▶ **EXERCISE DESCRIPTION**
Please copy out every line from the one that has "For quality assurance, re-label every white" through the one that has "116 110 166 127", adding 133 to each bounding-box coordinate and keeping all other text unchanged.

-- Begin RECORD EXCERPTS --

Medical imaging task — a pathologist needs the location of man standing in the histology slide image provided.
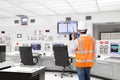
[70,22,95,80]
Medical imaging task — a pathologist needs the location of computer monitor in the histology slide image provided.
[21,17,28,25]
[110,43,120,55]
[57,21,78,34]
[0,45,6,62]
[19,46,35,65]
[69,33,80,40]
[67,21,78,33]
[57,21,67,34]
[31,43,41,53]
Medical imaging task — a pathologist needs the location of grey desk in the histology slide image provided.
[0,66,46,80]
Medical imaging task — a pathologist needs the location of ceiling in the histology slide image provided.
[0,0,120,18]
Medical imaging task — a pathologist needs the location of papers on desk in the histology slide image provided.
[1,66,43,73]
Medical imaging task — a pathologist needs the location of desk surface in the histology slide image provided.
[0,66,46,80]
[1,66,45,73]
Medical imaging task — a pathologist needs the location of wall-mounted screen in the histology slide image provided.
[57,21,78,34]
[110,43,120,54]
[31,43,41,50]
[21,17,28,25]
[57,22,67,33]
[69,33,80,40]
[67,22,78,33]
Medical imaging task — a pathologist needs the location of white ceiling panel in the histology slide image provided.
[0,0,120,17]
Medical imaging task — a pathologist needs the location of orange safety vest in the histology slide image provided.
[75,36,95,67]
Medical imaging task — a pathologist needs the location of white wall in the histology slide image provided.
[0,11,120,51]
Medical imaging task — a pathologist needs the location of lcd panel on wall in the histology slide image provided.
[57,21,78,34]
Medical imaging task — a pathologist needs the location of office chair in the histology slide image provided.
[53,45,73,78]
[19,46,38,65]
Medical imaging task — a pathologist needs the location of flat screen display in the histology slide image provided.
[57,21,78,34]
[31,43,41,50]
[58,22,67,33]
[21,17,28,25]
[67,22,77,33]
[69,33,80,40]
[110,43,120,54]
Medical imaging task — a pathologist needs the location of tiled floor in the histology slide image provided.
[45,71,103,80]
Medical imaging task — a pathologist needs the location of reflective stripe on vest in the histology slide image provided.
[76,36,95,67]
[75,60,94,62]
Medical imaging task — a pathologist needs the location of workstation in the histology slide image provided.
[0,0,120,80]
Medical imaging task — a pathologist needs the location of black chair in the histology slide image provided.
[53,45,73,78]
[19,46,38,65]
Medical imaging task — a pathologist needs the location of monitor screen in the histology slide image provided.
[57,21,78,34]
[21,17,28,25]
[68,22,78,33]
[19,46,35,65]
[31,43,41,50]
[110,43,120,54]
[69,33,80,40]
[58,22,67,33]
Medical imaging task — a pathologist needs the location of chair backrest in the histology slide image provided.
[19,46,35,65]
[53,45,70,67]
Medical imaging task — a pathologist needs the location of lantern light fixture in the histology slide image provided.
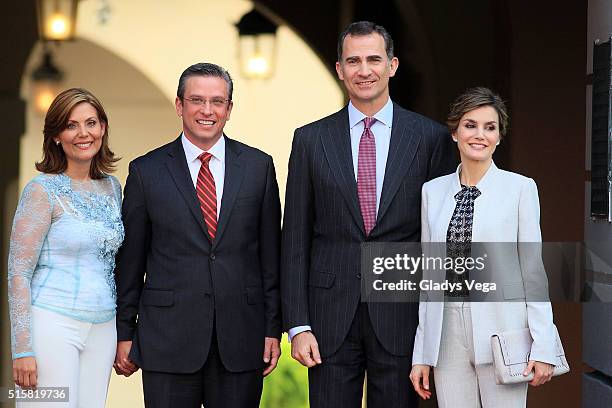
[236,9,278,79]
[36,0,78,41]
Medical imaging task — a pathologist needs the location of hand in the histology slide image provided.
[410,364,431,400]
[13,357,38,388]
[113,341,138,377]
[264,337,281,377]
[523,360,555,387]
[291,330,323,368]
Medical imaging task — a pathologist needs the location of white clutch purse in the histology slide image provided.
[491,326,569,384]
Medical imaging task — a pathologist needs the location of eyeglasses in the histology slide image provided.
[183,98,229,108]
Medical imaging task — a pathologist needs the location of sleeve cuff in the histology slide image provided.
[287,326,312,342]
[13,351,34,360]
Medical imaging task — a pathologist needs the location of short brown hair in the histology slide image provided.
[36,88,120,179]
[446,87,508,137]
[336,21,393,63]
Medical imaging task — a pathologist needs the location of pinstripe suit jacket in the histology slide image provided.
[281,104,456,357]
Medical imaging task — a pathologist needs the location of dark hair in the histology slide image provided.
[446,87,508,137]
[36,88,119,179]
[176,62,234,101]
[338,21,393,62]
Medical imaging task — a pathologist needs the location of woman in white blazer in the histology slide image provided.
[410,88,555,408]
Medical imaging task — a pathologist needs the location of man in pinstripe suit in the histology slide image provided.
[281,22,455,408]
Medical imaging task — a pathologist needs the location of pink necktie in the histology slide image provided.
[357,118,376,235]
[196,152,217,240]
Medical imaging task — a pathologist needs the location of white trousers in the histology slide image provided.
[16,306,117,408]
[434,302,527,408]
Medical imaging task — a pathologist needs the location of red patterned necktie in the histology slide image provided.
[196,152,217,240]
[357,118,376,235]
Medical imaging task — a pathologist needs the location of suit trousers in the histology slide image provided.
[308,303,418,408]
[142,324,263,408]
[434,302,527,408]
[16,306,117,408]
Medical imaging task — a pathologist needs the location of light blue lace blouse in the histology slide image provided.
[8,174,124,359]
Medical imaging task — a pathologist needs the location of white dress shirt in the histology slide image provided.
[181,133,225,220]
[348,98,393,215]
[287,98,393,341]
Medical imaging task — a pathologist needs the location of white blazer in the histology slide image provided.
[412,163,555,366]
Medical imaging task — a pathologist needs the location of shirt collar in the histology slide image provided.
[181,133,225,163]
[348,98,393,129]
[453,161,499,193]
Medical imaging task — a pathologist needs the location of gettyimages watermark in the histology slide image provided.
[361,242,612,302]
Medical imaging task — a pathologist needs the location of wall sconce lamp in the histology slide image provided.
[236,9,278,79]
[32,47,64,115]
[36,0,78,41]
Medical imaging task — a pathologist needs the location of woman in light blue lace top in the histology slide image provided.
[8,88,124,407]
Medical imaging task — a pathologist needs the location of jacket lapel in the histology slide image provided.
[166,136,210,239]
[213,135,244,249]
[321,107,365,235]
[374,103,421,223]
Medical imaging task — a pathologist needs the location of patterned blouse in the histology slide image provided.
[8,174,124,359]
[444,184,480,300]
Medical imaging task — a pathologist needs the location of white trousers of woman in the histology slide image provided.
[16,306,117,408]
[434,302,527,408]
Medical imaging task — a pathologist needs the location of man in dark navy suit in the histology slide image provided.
[281,22,455,408]
[115,63,281,408]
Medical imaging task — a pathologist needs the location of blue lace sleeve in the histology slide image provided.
[108,176,122,209]
[8,181,53,359]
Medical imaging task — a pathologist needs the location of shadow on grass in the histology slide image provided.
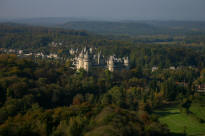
[155,111,180,116]
[170,132,186,136]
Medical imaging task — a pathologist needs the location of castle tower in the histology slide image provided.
[124,57,129,70]
[77,52,84,70]
[83,52,90,72]
[107,56,114,72]
[97,51,101,65]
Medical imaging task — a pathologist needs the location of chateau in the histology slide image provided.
[69,47,129,72]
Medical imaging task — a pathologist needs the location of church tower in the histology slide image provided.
[83,52,90,72]
[77,52,84,70]
[107,56,114,72]
[124,57,130,70]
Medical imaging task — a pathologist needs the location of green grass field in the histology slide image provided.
[156,106,205,136]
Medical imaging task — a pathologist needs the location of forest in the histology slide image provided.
[0,23,205,136]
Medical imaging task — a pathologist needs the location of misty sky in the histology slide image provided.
[0,0,205,20]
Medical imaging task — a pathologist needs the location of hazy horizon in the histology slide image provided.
[0,0,205,21]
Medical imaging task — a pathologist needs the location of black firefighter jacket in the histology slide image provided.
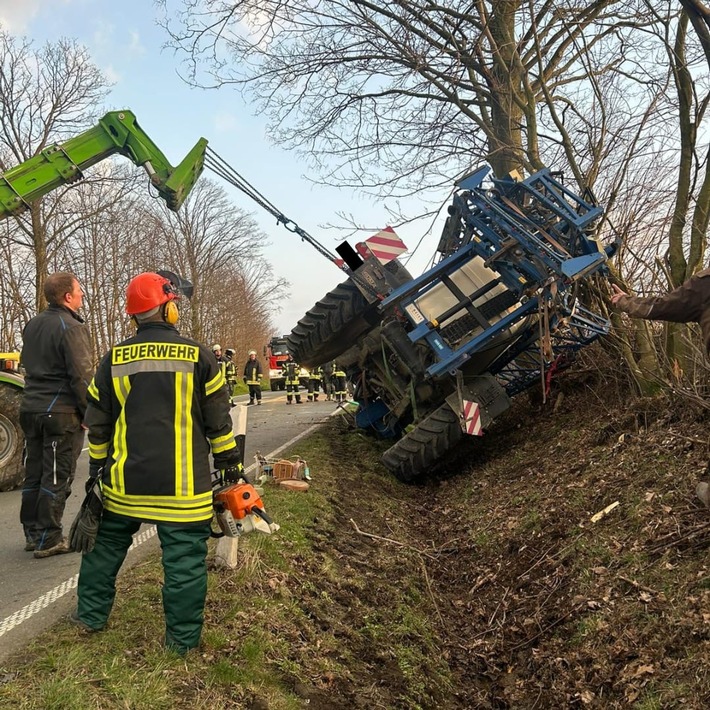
[21,304,94,419]
[617,269,710,355]
[85,322,240,525]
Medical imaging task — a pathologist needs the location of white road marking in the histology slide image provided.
[0,423,328,638]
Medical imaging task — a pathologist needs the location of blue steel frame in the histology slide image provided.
[379,169,612,394]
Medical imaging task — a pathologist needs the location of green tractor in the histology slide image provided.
[0,353,25,491]
[0,111,207,491]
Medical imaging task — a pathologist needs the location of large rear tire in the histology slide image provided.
[382,403,463,483]
[0,382,25,491]
[288,279,379,368]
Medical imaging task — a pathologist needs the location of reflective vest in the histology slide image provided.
[85,322,240,525]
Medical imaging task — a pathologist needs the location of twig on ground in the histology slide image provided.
[507,604,584,652]
[648,523,710,552]
[616,574,660,597]
[420,560,447,631]
[350,518,436,561]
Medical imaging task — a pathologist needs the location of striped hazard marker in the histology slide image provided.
[358,227,407,264]
[462,399,483,436]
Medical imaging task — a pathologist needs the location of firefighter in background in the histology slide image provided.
[224,348,237,397]
[321,362,333,402]
[333,362,348,402]
[308,367,320,402]
[70,273,242,655]
[281,353,301,404]
[244,350,261,404]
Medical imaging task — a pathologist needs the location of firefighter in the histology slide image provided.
[281,353,301,404]
[244,350,261,404]
[321,362,333,402]
[333,362,348,402]
[70,273,242,655]
[224,348,237,397]
[308,367,320,402]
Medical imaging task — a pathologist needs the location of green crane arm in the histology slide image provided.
[0,111,207,219]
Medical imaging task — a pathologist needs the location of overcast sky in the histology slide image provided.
[0,0,444,333]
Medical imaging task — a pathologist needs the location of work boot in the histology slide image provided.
[34,537,71,560]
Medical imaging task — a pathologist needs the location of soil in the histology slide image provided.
[255,374,710,710]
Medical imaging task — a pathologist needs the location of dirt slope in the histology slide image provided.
[282,380,710,708]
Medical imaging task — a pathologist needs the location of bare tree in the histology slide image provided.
[0,31,108,309]
[145,179,288,350]
[162,0,710,390]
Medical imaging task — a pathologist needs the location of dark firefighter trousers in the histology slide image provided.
[20,412,84,550]
[77,512,210,653]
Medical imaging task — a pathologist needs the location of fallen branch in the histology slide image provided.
[420,560,448,631]
[617,574,660,597]
[350,518,436,562]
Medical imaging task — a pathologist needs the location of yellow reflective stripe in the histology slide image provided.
[111,377,131,491]
[89,440,108,459]
[174,372,195,496]
[183,368,195,497]
[103,487,212,523]
[103,486,212,511]
[173,372,185,495]
[205,370,226,397]
[86,378,99,402]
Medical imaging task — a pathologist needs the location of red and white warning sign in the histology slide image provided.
[462,399,483,436]
[358,227,407,264]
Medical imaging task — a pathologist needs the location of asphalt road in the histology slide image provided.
[0,392,336,662]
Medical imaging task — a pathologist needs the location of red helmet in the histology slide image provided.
[126,271,178,316]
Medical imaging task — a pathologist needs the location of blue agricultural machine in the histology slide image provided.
[288,167,616,481]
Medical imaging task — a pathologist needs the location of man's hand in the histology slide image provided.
[69,478,104,554]
[227,463,249,483]
[86,460,104,491]
[611,284,629,306]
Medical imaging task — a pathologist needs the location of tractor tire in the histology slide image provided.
[382,404,463,483]
[288,279,380,368]
[0,382,25,491]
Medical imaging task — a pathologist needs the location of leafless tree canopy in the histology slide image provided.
[0,32,288,359]
[161,0,710,390]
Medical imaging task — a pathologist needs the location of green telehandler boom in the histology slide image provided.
[0,111,207,219]
[0,111,207,491]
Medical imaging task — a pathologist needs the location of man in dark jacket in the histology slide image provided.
[20,272,93,559]
[611,276,710,508]
[71,273,242,654]
[611,276,710,355]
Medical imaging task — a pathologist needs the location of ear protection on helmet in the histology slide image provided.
[163,301,180,325]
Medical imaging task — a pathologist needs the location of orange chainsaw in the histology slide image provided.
[212,474,279,537]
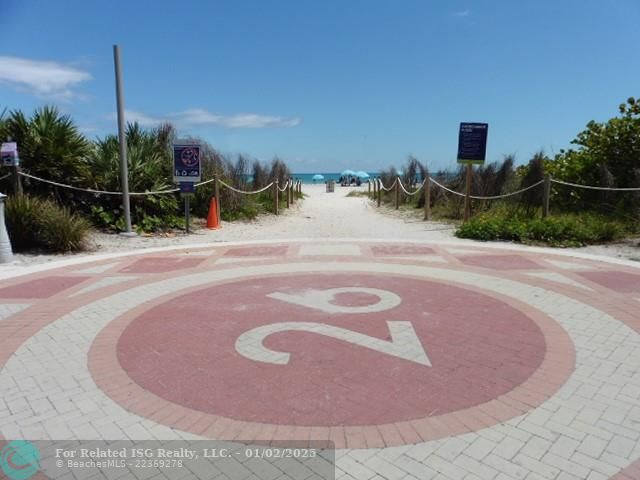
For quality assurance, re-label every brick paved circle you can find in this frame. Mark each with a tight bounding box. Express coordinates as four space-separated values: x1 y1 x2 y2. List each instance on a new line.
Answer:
117 274 546 426
90 264 573 446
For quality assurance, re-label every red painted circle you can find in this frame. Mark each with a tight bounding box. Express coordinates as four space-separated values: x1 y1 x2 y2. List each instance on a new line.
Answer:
117 273 546 426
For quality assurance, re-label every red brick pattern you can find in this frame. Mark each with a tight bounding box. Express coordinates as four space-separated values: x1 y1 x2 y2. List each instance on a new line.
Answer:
0 275 89 299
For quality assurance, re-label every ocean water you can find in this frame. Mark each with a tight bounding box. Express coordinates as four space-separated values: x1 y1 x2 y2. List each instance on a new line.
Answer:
292 172 378 184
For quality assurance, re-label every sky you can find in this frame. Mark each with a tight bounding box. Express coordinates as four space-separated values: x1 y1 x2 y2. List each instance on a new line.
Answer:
0 0 640 173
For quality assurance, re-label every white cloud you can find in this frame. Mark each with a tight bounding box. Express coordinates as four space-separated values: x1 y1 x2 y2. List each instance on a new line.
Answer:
171 108 301 128
109 108 301 128
0 56 92 100
116 110 166 127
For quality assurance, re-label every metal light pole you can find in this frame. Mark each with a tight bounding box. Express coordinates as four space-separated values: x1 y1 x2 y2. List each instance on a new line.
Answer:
0 193 13 263
113 45 136 237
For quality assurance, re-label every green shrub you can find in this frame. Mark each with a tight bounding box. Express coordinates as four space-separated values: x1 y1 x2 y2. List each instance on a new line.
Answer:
5 195 91 252
456 212 631 247
5 195 44 252
38 201 91 252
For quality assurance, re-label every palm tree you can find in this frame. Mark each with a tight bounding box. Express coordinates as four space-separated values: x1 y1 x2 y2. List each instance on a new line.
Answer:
3 106 90 190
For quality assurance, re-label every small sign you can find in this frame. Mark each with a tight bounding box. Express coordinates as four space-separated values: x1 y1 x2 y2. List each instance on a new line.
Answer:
458 122 489 164
180 182 196 193
0 142 20 167
173 145 201 183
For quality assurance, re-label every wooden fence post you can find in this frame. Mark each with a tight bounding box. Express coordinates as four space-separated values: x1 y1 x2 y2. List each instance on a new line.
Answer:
424 176 431 220
273 178 280 215
213 175 222 225
462 162 473 222
542 174 551 218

-- End RECORD EXCERPTS --

▶ **ANSWER BELOW**
For quality assurance, re-label every white cloud you can find in this frame. Mark each with a tight bounding box. Express coordinates as four space-separated values: x1 y1 x2 y2. List each instance on a new line.
Answer:
304 241 434 261
242 241 434 261
133 189 225 233
249 243 299 260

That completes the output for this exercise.